■ **Source passage**:
########

About data processing

Probe (cell) level data from the CEL file: These CEL values produced by GCOS are 75% quantiles from a set of 91 pixel values per cell.
  • Step 1: We added an offset of 1.0 unit to each cell signal to ensure that all values could be logged without generating negative values. We then computed the log base 2 of each cell.
  • Step 2: We performed a quantile normalization for the log base 2 values for the total set of 104 arrays (all three batches) using the same initial steps used by the RMA transform.
  • Step 3: We computed the Z scores for each cell value.
  • Step 4: We multiplied all Z scores by 2.
  • Step 5: We added 8 to the value of all Z scores. The consequence of this simple set of transformations is to produce a set of Z scores that have a mean of 8, a variance of 4, and a standard deviation of 2. The advantage of this modified Z score is that a two-fold difference in expression level corresponds approximately to a 1 unit difference.
  • Step 6: We corrected for technical variance introduced by three large batches at the probe level. To do this we determined the ratio of the batch mean to the mean of all three batches and used this as a single multiplicative probe-specific batch correction factor. The consequence of this simple correction is that the mean probe signal value for each of the three batches is the same.
  • Step 7a: The 430A and 430B arrays include a set of 100 shared probe sets (a total of 2200 probes) that have identical sequences. These probes and probe sets provide a way to calibrate expression of the 430A and 430B arrays to a common scale. To bring the two arrays into alignment, we regressed Z scores of the common set of probes to obtain a linear regression correction to rescale the 430B arrays to the 430A array. In our case this involved multiplying all 430B Z scores by the slope of the regression and adding or subtracting a small offset. The result of this step is that the mean of the 430A expression is fixed at a value of 8, whereas that of the 430B chip is typically reduced to 7. The average of the merged 430A and 430B array data set is approximately 7.5.

########

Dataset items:
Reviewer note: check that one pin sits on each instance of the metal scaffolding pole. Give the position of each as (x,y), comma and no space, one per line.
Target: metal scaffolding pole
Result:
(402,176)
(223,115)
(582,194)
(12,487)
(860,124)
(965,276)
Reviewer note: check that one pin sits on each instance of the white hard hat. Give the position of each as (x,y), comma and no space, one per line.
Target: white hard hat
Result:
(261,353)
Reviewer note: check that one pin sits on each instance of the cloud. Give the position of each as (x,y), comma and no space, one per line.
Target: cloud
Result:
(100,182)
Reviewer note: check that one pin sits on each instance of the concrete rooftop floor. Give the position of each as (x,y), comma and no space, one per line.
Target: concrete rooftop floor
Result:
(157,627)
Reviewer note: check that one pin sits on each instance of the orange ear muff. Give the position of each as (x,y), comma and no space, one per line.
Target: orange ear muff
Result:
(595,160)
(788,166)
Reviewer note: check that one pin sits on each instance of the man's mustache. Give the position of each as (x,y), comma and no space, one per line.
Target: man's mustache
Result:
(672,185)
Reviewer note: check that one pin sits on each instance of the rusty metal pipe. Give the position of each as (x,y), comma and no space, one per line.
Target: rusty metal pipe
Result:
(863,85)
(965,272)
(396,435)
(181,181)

########

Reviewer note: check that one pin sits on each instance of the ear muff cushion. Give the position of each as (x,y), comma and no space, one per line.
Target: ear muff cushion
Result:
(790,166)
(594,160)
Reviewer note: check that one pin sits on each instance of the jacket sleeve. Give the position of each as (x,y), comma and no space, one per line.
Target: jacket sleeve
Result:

########

■ **Directions**: Continue the passage on data processing of the array data, starting after its last sentence.

■ **Result for this task**:
  • Step 7b: We recentered the merged 430A and 430B data sets to a mean of 8 and a standard deviation of 2. This involved reapplying Steps 3 through 5.
  • Step 8: Finally, we computed the arithmetic mean of the values for the set of microarrays for each strain. Technical replciates were averaged before computing the mean for independent biological samples. Note, that we have not (yet) corrected for variance introduced by differences in sex, age, source of animals, or any interaction terms. We have not corrected for background beyond the background correction implemented by Affymetrix in generating the CEL file. We eventually hope to add statistical controls and adjustments for these variables.
Probe set data: The expression data were processed by Yanhua Qu (UTHSC). Probe set data were generated from the fully normalized CEL files (quantile and batch corrected) using the standard MAS 5 Tukey biweight procedure. A 1-unit difference represents roughly a two-fold difference in expression level. Expression levels below 5 are usually close to background noise levels.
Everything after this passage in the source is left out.